__REQUIREMENT__
Copy the material from its start through the line containing "52), (223, 54)]", requests included, and add 101 to every coordinate in the answer outlines. Keep the requests and their format sample as they are.

__INFORMATION SHOWN__
══════
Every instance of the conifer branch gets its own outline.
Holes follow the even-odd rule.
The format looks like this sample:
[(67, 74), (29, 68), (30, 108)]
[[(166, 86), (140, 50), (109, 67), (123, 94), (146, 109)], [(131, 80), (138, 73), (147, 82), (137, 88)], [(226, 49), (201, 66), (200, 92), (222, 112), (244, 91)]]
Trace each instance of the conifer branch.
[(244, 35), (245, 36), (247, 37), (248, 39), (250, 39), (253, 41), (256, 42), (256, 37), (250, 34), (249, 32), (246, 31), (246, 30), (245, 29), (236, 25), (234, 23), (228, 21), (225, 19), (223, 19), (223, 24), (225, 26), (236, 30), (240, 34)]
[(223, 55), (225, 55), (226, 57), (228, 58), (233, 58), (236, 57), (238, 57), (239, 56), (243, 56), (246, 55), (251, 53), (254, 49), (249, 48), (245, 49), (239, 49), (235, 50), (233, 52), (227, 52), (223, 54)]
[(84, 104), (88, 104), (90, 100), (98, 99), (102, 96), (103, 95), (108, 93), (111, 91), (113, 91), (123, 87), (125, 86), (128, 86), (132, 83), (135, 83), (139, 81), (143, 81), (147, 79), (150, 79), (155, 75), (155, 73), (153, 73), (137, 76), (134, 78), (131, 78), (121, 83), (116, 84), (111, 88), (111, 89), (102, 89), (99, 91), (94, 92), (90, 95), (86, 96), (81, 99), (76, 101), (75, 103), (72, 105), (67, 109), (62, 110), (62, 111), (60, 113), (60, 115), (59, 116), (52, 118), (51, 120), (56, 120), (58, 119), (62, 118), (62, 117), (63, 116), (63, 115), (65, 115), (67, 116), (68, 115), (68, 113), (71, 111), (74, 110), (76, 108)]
══════
__SOLUTION TO THIS TASK__
Every instance of the conifer branch gets its own outline.
Holes follow the even-odd rule.
The format looks like this sample:
[(67, 74), (29, 68), (30, 108)]
[[(166, 86), (140, 50), (109, 67), (123, 94), (146, 109)], [(131, 80), (138, 73), (147, 82), (137, 88)], [(226, 49), (201, 66), (200, 92), (222, 112), (244, 91)]]
Trace each instance of the conifer branch.
[(345, 136), (346, 137), (348, 138), (349, 140), (351, 140), (354, 142), (357, 143), (357, 138), (351, 135), (350, 133), (347, 132), (347, 131), (346, 130), (337, 126), (335, 124), (329, 122), (326, 120), (324, 120), (324, 125), (326, 127), (337, 131), (341, 135)]
[(324, 156), (326, 156), (327, 158), (329, 159), (334, 159), (337, 158), (339, 158), (340, 157), (344, 157), (347, 156), (352, 154), (355, 150), (350, 149), (346, 150), (340, 150), (336, 151), (334, 153), (328, 153), (324, 155)]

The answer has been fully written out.